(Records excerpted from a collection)
·····

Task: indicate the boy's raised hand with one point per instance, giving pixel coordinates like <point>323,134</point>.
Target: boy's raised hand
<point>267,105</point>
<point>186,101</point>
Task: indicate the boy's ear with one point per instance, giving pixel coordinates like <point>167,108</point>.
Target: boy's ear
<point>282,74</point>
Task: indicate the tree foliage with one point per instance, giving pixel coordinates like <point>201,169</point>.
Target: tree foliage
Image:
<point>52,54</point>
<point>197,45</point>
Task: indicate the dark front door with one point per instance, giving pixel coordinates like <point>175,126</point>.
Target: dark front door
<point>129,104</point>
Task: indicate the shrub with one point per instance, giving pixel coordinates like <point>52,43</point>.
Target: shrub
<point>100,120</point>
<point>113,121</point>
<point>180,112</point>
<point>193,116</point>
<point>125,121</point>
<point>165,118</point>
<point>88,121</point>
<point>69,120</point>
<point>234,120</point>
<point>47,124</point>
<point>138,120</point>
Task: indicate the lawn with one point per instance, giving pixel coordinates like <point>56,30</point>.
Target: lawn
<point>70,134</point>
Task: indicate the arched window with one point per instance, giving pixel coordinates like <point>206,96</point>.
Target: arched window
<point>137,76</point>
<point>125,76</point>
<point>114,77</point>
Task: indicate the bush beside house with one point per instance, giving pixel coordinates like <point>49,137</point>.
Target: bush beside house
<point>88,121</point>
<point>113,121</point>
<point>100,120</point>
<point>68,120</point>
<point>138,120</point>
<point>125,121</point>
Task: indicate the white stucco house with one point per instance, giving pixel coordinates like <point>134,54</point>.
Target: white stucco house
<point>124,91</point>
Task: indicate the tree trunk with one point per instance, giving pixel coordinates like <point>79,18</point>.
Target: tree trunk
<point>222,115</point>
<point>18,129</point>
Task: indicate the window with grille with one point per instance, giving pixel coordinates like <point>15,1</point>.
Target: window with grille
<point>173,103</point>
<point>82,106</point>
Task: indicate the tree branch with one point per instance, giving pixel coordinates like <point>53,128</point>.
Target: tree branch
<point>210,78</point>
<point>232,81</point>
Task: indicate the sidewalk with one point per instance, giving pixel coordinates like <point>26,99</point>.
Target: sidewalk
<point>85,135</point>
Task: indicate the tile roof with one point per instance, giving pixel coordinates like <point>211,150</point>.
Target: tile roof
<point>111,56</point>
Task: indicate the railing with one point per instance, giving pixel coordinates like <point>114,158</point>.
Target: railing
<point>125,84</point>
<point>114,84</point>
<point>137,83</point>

·····

In the entries above, how many lines contain the word "foliage"? Answer with the number only.

Result of the exercise: 2